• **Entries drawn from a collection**
------------------------

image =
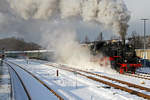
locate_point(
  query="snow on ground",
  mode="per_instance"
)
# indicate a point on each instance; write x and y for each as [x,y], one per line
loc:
[144,70]
[75,87]
[4,83]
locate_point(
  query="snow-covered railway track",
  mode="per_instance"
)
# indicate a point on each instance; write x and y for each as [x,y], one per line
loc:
[138,75]
[89,75]
[40,81]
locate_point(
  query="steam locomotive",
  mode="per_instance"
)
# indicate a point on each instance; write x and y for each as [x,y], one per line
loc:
[122,56]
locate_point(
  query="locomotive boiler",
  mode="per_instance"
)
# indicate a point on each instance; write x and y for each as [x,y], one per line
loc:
[122,56]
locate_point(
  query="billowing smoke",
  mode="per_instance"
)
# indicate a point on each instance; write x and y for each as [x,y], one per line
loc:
[110,13]
[69,51]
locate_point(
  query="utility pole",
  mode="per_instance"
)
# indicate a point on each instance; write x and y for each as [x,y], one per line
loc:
[144,20]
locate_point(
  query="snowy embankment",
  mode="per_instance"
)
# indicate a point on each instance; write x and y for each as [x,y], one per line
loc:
[75,87]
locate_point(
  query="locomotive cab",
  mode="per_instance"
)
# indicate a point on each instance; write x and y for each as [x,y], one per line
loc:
[122,56]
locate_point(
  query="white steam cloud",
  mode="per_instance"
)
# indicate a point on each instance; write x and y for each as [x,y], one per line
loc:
[110,13]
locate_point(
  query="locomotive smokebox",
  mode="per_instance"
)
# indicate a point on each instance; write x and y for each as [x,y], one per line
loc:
[123,40]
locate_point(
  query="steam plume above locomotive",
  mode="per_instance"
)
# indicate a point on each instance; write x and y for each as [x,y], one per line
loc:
[110,13]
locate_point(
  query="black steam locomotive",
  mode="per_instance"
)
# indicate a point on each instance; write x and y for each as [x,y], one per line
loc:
[122,56]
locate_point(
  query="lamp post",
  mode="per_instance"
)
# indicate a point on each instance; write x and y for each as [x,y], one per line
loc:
[144,20]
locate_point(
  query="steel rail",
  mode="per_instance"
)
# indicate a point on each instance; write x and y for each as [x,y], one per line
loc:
[107,83]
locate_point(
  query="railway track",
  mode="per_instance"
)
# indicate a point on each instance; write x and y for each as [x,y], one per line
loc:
[139,75]
[45,85]
[89,75]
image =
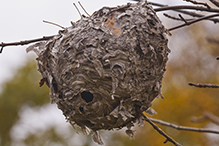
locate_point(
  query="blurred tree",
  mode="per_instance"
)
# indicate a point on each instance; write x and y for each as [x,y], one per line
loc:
[22,89]
[193,61]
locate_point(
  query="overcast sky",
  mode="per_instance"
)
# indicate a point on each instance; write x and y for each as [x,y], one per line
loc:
[23,19]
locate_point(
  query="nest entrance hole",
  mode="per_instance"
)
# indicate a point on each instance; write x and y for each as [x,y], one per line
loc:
[87,96]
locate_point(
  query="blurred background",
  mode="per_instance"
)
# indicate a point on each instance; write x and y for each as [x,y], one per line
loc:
[28,118]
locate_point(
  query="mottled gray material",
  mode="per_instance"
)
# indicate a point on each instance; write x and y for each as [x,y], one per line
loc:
[104,71]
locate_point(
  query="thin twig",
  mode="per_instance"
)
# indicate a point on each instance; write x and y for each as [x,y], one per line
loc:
[193,21]
[168,138]
[204,85]
[77,10]
[44,38]
[183,11]
[54,24]
[83,9]
[183,19]
[198,8]
[175,18]
[207,115]
[204,130]
[215,2]
[198,3]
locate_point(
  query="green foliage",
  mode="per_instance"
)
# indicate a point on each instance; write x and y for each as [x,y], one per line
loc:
[22,89]
[195,63]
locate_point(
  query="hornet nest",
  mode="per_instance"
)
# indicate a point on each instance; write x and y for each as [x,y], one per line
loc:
[106,69]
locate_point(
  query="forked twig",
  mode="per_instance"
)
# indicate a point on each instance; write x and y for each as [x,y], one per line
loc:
[193,21]
[203,85]
[168,138]
[204,130]
[198,3]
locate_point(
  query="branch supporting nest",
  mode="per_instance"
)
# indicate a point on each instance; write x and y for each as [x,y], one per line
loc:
[207,116]
[203,85]
[168,138]
[26,42]
[204,130]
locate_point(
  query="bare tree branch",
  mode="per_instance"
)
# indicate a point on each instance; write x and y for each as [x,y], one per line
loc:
[198,3]
[183,11]
[193,21]
[175,18]
[198,8]
[204,85]
[44,38]
[206,116]
[204,130]
[168,138]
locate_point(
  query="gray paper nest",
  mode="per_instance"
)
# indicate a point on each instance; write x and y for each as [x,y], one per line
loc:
[105,70]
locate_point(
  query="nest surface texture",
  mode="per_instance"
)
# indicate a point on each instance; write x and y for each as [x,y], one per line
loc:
[106,69]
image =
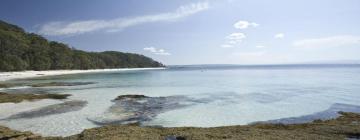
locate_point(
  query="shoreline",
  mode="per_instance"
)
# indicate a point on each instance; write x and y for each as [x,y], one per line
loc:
[346,126]
[5,76]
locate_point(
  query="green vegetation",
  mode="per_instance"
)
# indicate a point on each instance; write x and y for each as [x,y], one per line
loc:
[347,126]
[28,51]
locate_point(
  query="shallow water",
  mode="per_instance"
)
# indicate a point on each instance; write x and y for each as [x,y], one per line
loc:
[219,95]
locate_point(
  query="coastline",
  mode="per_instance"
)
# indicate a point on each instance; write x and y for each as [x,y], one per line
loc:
[5,76]
[345,126]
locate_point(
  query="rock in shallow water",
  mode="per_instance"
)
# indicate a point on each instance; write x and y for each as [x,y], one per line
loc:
[139,108]
[67,106]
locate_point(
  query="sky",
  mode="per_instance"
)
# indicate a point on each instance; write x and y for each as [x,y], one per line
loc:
[181,32]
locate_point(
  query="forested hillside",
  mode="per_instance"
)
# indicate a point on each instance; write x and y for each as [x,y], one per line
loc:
[28,51]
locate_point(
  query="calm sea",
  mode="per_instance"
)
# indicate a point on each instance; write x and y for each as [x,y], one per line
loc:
[221,94]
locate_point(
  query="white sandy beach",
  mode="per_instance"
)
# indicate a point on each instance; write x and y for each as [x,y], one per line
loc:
[4,76]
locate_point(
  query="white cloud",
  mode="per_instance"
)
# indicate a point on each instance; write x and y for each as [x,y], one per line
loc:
[226,46]
[233,39]
[333,41]
[279,35]
[80,27]
[242,24]
[157,51]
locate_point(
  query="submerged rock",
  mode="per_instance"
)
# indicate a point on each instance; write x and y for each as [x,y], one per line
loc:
[67,106]
[327,114]
[122,97]
[139,108]
[345,126]
[61,84]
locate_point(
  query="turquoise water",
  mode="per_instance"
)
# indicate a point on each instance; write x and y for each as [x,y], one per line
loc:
[231,95]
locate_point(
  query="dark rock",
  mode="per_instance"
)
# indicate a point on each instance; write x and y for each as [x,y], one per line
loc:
[67,106]
[121,97]
[175,138]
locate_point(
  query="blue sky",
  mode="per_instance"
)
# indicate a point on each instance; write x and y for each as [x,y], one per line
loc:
[199,32]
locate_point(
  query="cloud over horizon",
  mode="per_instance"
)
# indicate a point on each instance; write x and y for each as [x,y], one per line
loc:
[242,24]
[113,25]
[332,41]
[279,35]
[156,51]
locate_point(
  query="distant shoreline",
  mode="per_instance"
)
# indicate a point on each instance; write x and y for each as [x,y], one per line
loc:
[5,76]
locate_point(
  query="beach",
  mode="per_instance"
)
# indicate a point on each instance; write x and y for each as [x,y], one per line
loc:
[4,76]
[186,102]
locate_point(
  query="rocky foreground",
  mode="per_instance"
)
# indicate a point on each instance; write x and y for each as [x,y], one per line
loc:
[347,126]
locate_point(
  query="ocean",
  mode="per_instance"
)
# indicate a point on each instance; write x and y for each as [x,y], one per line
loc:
[193,95]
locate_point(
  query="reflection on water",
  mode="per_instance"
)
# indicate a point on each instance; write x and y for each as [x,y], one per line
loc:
[210,96]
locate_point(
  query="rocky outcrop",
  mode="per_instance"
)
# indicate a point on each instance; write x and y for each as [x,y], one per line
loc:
[346,126]
[67,106]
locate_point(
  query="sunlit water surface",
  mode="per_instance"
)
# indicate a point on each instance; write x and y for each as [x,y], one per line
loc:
[236,95]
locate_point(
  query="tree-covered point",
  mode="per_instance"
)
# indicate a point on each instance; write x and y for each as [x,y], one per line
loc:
[20,50]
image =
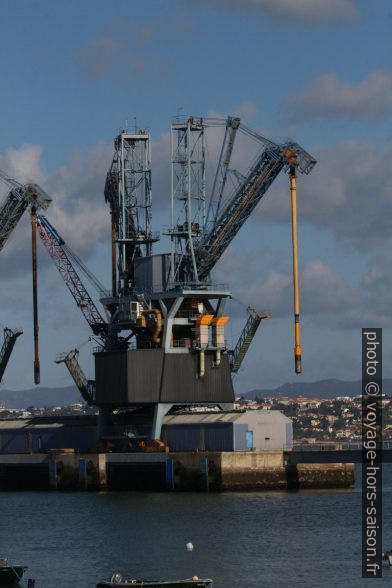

------------------------

• **Goal**
State only the number of lines in the rows above that contain the string "track", treating uppercase and lowercase as distinct.

• **Reply to the exercise**
2